What to work on:
Report each line from the entries in which "metal" can be found.

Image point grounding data
§ §

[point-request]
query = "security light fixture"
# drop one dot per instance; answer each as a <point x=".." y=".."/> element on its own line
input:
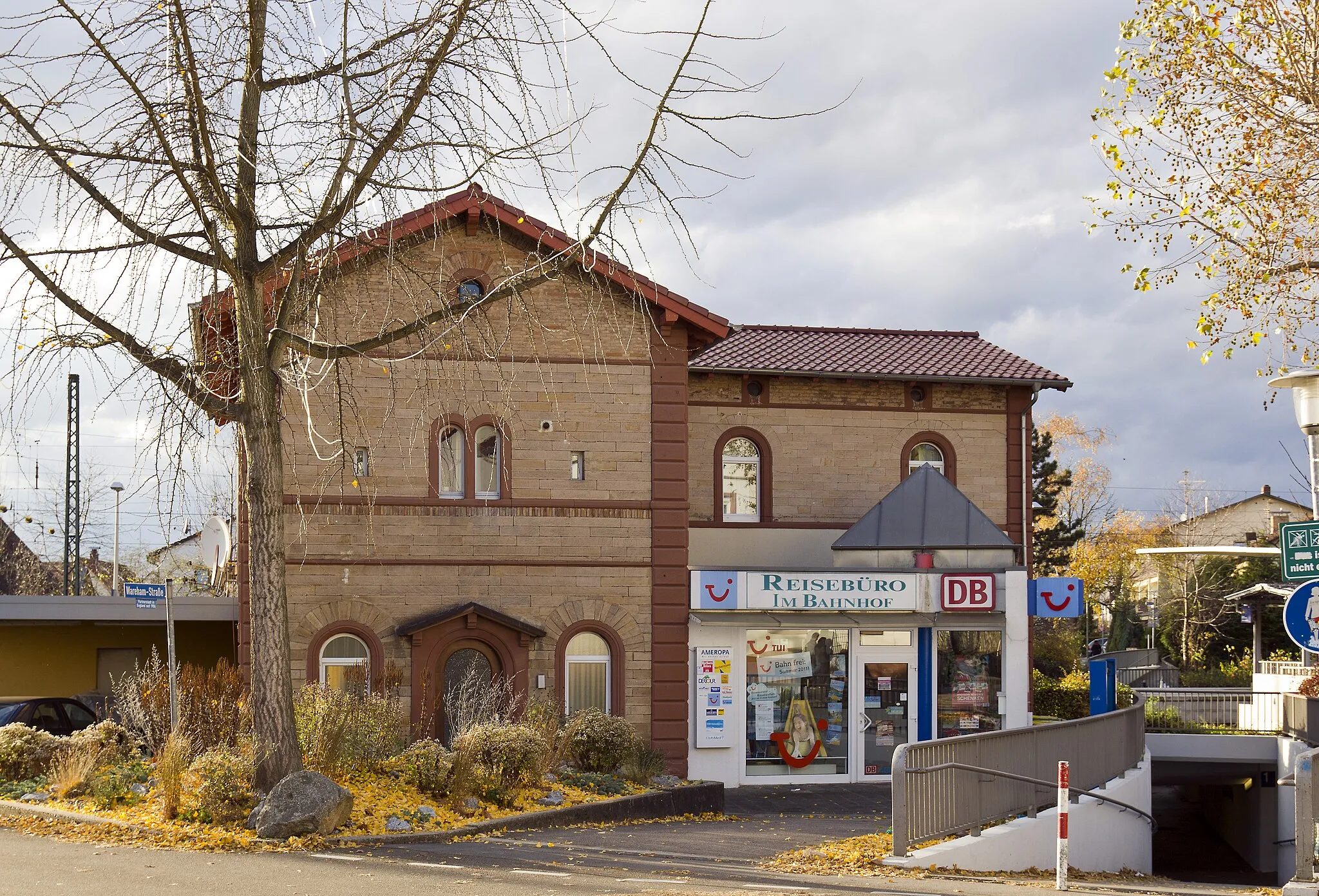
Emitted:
<point x="1305" y="401"/>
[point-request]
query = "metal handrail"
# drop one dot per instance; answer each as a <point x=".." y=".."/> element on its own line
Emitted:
<point x="1099" y="748"/>
<point x="1048" y="785"/>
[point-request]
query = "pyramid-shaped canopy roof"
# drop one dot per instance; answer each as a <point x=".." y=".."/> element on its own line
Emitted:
<point x="924" y="511"/>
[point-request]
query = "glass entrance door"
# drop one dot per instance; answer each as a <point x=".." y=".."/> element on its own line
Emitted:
<point x="884" y="720"/>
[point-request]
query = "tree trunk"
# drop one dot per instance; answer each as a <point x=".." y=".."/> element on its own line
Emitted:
<point x="272" y="683"/>
<point x="263" y="441"/>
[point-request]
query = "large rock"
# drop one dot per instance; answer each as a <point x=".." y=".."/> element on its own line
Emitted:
<point x="304" y="803"/>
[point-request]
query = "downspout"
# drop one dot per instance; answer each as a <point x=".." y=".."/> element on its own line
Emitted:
<point x="1025" y="546"/>
<point x="1025" y="481"/>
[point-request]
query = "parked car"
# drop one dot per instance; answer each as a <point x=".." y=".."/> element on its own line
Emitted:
<point x="54" y="714"/>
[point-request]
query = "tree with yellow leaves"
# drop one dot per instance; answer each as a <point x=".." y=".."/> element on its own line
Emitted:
<point x="1208" y="131"/>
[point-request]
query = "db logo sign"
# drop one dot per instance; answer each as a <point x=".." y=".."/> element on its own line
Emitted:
<point x="967" y="593"/>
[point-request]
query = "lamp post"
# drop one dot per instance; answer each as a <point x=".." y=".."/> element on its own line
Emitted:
<point x="118" y="487"/>
<point x="1305" y="401"/>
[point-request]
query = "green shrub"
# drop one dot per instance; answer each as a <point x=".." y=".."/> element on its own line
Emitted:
<point x="348" y="730"/>
<point x="644" y="765"/>
<point x="25" y="752"/>
<point x="498" y="761"/>
<point x="598" y="742"/>
<point x="113" y="784"/>
<point x="609" y="785"/>
<point x="428" y="766"/>
<point x="218" y="786"/>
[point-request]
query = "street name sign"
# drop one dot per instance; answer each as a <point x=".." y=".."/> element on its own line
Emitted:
<point x="1300" y="542"/>
<point x="144" y="593"/>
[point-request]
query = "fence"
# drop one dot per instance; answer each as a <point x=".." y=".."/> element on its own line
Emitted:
<point x="935" y="804"/>
<point x="1203" y="710"/>
<point x="1161" y="676"/>
<point x="1276" y="668"/>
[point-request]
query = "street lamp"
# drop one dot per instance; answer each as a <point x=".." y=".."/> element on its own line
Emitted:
<point x="118" y="487"/>
<point x="1305" y="401"/>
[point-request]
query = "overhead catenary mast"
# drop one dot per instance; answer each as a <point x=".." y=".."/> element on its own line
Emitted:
<point x="73" y="489"/>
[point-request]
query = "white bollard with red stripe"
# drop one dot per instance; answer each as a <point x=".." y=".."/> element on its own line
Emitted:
<point x="1063" y="799"/>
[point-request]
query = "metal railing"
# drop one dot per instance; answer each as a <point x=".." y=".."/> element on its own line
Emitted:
<point x="936" y="794"/>
<point x="1140" y="677"/>
<point x="1203" y="710"/>
<point x="1276" y="668"/>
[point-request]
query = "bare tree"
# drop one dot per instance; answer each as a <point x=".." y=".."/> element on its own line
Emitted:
<point x="164" y="152"/>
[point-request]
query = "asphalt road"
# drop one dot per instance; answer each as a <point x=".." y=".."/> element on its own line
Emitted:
<point x="489" y="867"/>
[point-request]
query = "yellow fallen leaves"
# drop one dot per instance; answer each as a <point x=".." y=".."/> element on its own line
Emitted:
<point x="855" y="855"/>
<point x="375" y="800"/>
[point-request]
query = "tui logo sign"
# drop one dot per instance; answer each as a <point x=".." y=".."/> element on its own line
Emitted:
<point x="1056" y="598"/>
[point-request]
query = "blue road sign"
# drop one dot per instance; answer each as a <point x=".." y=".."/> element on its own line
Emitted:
<point x="144" y="591"/>
<point x="1059" y="596"/>
<point x="1301" y="615"/>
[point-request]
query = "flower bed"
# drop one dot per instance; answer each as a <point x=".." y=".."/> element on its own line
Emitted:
<point x="193" y="785"/>
<point x="376" y="800"/>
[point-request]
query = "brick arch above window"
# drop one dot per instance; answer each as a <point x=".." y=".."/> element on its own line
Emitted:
<point x="765" y="483"/>
<point x="366" y="634"/>
<point x="618" y="663"/>
<point x="940" y="441"/>
<point x="463" y="275"/>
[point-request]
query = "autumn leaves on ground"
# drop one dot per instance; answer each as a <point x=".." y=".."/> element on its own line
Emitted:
<point x="193" y="786"/>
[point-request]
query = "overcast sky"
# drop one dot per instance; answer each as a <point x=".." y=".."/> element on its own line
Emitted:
<point x="946" y="193"/>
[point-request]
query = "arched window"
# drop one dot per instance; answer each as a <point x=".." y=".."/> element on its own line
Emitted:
<point x="451" y="453"/>
<point x="742" y="481"/>
<point x="926" y="453"/>
<point x="587" y="674"/>
<point x="487" y="461"/>
<point x="345" y="663"/>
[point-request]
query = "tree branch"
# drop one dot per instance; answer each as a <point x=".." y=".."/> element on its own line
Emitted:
<point x="166" y="367"/>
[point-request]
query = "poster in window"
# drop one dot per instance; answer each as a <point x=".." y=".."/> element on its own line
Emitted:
<point x="802" y="730"/>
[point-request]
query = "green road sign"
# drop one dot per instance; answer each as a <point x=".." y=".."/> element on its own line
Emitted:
<point x="1300" y="542"/>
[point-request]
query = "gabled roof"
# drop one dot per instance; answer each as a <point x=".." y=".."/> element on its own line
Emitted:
<point x="426" y="620"/>
<point x="924" y="511"/>
<point x="880" y="354"/>
<point x="213" y="316"/>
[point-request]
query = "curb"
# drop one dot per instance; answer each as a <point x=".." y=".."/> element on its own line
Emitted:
<point x="692" y="799"/>
<point x="15" y="808"/>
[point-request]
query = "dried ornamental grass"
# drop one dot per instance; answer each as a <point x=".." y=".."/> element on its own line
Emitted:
<point x="498" y="762"/>
<point x="24" y="752"/>
<point x="71" y="767"/>
<point x="348" y="730"/>
<point x="173" y="761"/>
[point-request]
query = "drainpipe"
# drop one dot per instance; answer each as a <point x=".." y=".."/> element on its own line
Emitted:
<point x="1025" y="481"/>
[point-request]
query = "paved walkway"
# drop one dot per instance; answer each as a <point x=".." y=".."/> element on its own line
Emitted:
<point x="765" y="821"/>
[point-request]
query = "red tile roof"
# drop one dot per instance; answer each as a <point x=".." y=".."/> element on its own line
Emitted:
<point x="882" y="354"/>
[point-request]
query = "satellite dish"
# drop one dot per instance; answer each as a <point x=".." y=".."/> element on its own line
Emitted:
<point x="215" y="548"/>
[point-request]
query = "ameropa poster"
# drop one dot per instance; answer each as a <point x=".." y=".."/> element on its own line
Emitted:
<point x="745" y="590"/>
<point x="714" y="697"/>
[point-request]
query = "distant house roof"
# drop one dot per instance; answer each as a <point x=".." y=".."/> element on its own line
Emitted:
<point x="924" y="511"/>
<point x="1264" y="497"/>
<point x="882" y="354"/>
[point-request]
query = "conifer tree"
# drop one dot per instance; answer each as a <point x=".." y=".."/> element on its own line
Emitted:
<point x="1052" y="536"/>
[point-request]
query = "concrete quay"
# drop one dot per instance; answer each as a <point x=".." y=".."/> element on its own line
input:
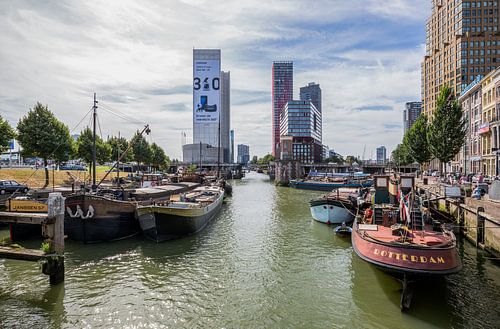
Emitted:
<point x="477" y="220"/>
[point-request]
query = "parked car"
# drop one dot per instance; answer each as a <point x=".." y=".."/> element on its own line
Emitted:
<point x="11" y="186"/>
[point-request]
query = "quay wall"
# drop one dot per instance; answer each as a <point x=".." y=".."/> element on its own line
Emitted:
<point x="477" y="225"/>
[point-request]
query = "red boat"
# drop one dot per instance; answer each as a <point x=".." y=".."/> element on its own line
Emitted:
<point x="396" y="237"/>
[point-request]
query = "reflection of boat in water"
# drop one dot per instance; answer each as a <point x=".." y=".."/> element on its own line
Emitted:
<point x="337" y="207"/>
<point x="175" y="219"/>
<point x="399" y="240"/>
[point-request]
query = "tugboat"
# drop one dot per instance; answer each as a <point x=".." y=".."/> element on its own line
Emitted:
<point x="337" y="207"/>
<point x="396" y="236"/>
<point x="185" y="216"/>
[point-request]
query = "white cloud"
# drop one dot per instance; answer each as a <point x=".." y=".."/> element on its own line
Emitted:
<point x="137" y="56"/>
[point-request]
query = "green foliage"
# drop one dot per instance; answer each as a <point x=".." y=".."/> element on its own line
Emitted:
<point x="118" y="146"/>
<point x="141" y="149"/>
<point x="350" y="159"/>
<point x="85" y="147"/>
<point x="338" y="159"/>
<point x="42" y="135"/>
<point x="447" y="130"/>
<point x="158" y="158"/>
<point x="266" y="159"/>
<point x="45" y="247"/>
<point x="191" y="169"/>
<point x="400" y="155"/>
<point x="416" y="142"/>
<point x="6" y="134"/>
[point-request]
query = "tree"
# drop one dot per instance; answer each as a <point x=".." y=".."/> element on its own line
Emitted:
<point x="400" y="155"/>
<point x="42" y="135"/>
<point x="118" y="146"/>
<point x="447" y="130"/>
<point x="141" y="149"/>
<point x="158" y="158"/>
<point x="338" y="159"/>
<point x="417" y="143"/>
<point x="6" y="134"/>
<point x="266" y="159"/>
<point x="84" y="146"/>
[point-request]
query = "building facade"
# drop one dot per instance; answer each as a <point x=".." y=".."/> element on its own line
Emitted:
<point x="282" y="84"/>
<point x="231" y="160"/>
<point x="312" y="93"/>
<point x="411" y="112"/>
<point x="225" y="124"/>
<point x="243" y="154"/>
<point x="302" y="122"/>
<point x="462" y="42"/>
<point x="381" y="155"/>
<point x="211" y="109"/>
<point x="469" y="160"/>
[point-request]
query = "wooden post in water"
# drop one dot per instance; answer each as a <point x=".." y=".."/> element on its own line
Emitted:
<point x="55" y="232"/>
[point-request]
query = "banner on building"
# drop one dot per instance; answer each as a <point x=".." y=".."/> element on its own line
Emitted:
<point x="206" y="91"/>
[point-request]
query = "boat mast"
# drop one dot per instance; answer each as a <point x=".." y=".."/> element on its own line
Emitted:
<point x="94" y="186"/>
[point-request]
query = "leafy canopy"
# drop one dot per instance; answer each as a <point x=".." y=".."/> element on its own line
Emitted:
<point x="447" y="130"/>
<point x="42" y="135"/>
<point x="6" y="134"/>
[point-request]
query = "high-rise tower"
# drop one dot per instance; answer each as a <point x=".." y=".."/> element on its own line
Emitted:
<point x="282" y="93"/>
<point x="462" y="43"/>
<point x="311" y="92"/>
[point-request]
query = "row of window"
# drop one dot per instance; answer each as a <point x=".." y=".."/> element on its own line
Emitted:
<point x="469" y="13"/>
<point x="478" y="29"/>
<point x="477" y="4"/>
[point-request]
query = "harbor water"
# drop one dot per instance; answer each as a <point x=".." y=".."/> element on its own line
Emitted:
<point x="262" y="263"/>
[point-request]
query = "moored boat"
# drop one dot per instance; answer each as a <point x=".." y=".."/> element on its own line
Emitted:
<point x="319" y="185"/>
<point x="186" y="216"/>
<point x="399" y="239"/>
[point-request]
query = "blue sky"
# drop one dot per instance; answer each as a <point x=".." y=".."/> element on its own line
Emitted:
<point x="137" y="57"/>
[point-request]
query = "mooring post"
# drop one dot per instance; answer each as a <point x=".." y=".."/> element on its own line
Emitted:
<point x="56" y="259"/>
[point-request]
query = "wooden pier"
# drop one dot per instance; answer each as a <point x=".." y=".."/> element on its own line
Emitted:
<point x="53" y="231"/>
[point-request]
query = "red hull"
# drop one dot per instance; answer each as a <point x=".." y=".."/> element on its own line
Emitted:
<point x="406" y="259"/>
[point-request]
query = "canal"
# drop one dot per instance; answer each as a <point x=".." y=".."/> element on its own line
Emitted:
<point x="263" y="263"/>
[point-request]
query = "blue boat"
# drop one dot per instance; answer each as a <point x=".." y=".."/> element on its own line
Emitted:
<point x="329" y="186"/>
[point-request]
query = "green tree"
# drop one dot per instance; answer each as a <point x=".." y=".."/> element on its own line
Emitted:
<point x="141" y="149"/>
<point x="400" y="155"/>
<point x="85" y="145"/>
<point x="118" y="146"/>
<point x="158" y="158"/>
<point x="42" y="135"/>
<point x="266" y="159"/>
<point x="447" y="130"/>
<point x="6" y="134"/>
<point x="416" y="141"/>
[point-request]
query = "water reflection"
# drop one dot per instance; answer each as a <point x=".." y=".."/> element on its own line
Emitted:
<point x="264" y="262"/>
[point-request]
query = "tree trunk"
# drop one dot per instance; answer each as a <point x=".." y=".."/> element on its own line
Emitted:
<point x="45" y="164"/>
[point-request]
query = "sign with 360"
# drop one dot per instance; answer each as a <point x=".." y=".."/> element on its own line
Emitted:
<point x="206" y="91"/>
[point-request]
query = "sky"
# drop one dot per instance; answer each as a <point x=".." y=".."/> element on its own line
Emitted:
<point x="137" y="57"/>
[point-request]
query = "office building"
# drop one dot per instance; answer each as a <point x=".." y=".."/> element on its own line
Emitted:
<point x="211" y="109"/>
<point x="312" y="92"/>
<point x="381" y="155"/>
<point x="301" y="126"/>
<point x="231" y="160"/>
<point x="411" y="112"/>
<point x="225" y="126"/>
<point x="243" y="154"/>
<point x="282" y="92"/>
<point x="462" y="42"/>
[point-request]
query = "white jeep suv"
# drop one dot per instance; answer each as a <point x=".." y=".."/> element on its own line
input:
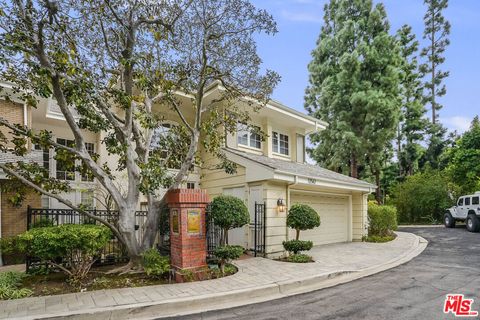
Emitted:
<point x="468" y="210"/>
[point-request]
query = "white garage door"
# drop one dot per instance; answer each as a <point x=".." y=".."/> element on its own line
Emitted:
<point x="333" y="212"/>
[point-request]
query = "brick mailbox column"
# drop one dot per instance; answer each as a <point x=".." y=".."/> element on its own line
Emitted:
<point x="188" y="242"/>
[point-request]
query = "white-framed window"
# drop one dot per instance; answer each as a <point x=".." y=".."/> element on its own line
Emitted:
<point x="45" y="158"/>
<point x="87" y="199"/>
<point x="280" y="143"/>
<point x="91" y="150"/>
<point x="159" y="135"/>
<point x="65" y="170"/>
<point x="248" y="137"/>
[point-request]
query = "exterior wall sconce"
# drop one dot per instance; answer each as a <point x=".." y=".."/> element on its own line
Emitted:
<point x="280" y="205"/>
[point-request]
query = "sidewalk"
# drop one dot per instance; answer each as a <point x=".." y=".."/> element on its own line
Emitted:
<point x="257" y="280"/>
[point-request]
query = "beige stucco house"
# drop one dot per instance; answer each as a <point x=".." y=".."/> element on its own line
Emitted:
<point x="270" y="172"/>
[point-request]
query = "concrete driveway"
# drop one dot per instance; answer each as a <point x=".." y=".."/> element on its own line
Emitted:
<point x="415" y="290"/>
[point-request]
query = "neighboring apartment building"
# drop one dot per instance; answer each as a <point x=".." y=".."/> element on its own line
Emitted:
<point x="273" y="172"/>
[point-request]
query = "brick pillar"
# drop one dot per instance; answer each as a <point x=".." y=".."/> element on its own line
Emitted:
<point x="188" y="242"/>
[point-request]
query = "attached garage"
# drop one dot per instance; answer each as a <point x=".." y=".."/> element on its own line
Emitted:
<point x="334" y="217"/>
<point x="341" y="201"/>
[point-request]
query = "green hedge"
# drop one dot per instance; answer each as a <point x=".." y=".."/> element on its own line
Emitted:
<point x="76" y="245"/>
<point x="302" y="217"/>
<point x="382" y="219"/>
<point x="10" y="283"/>
<point x="296" y="246"/>
<point x="154" y="264"/>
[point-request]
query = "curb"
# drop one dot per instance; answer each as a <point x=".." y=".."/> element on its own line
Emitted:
<point x="235" y="298"/>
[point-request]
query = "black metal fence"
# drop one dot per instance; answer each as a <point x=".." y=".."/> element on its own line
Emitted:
<point x="213" y="234"/>
<point x="113" y="252"/>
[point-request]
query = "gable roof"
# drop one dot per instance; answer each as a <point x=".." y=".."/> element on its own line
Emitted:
<point x="300" y="169"/>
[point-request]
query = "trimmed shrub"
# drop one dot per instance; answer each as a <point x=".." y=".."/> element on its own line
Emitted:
<point x="154" y="264"/>
<point x="378" y="239"/>
<point x="382" y="220"/>
<point x="226" y="254"/>
<point x="229" y="212"/>
<point x="302" y="217"/>
<point x="299" y="258"/>
<point x="76" y="245"/>
<point x="424" y="197"/>
<point x="296" y="246"/>
<point x="10" y="283"/>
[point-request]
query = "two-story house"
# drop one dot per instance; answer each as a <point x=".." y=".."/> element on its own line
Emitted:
<point x="273" y="172"/>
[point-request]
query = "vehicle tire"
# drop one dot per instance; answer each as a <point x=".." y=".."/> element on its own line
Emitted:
<point x="448" y="220"/>
<point x="473" y="225"/>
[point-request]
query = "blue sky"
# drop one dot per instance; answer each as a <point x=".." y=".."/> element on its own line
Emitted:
<point x="299" y="22"/>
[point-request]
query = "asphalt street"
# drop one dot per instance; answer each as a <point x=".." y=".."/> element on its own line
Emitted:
<point x="415" y="290"/>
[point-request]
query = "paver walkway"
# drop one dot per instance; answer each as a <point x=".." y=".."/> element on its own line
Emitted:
<point x="253" y="274"/>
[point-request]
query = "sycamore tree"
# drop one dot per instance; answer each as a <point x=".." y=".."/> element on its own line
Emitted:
<point x="413" y="124"/>
<point x="354" y="86"/>
<point x="107" y="65"/>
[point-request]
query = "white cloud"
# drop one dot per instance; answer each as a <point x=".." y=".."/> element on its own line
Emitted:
<point x="459" y="123"/>
<point x="301" y="16"/>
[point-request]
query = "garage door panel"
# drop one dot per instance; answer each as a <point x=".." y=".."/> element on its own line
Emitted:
<point x="333" y="213"/>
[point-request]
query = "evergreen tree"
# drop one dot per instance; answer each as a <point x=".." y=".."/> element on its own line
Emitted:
<point x="413" y="124"/>
<point x="354" y="86"/>
<point x="436" y="32"/>
<point x="464" y="164"/>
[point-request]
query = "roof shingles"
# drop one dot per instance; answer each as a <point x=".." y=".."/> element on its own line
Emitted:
<point x="301" y="169"/>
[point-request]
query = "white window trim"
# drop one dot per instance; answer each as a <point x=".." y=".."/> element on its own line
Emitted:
<point x="289" y="144"/>
<point x="248" y="146"/>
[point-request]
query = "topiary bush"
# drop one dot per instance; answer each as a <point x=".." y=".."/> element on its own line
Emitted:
<point x="382" y="220"/>
<point x="299" y="258"/>
<point x="226" y="254"/>
<point x="296" y="246"/>
<point x="302" y="217"/>
<point x="154" y="264"/>
<point x="76" y="245"/>
<point x="228" y="212"/>
<point x="10" y="283"/>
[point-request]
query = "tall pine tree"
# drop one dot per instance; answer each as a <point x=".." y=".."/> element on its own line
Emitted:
<point x="436" y="32"/>
<point x="413" y="125"/>
<point x="354" y="86"/>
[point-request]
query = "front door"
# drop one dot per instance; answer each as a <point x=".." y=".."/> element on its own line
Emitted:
<point x="255" y="196"/>
<point x="236" y="236"/>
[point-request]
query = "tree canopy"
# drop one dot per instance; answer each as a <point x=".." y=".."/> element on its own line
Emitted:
<point x="115" y="69"/>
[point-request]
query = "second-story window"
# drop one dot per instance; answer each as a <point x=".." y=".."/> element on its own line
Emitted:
<point x="65" y="169"/>
<point x="280" y="143"/>
<point x="88" y="175"/>
<point x="45" y="159"/>
<point x="248" y="136"/>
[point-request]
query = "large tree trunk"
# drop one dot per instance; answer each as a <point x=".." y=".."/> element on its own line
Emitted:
<point x="353" y="166"/>
<point x="152" y="224"/>
<point x="126" y="226"/>
<point x="378" y="192"/>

§ §

Task response:
query = "metal handrail"
query = "metal railing"
query = "black metal fence"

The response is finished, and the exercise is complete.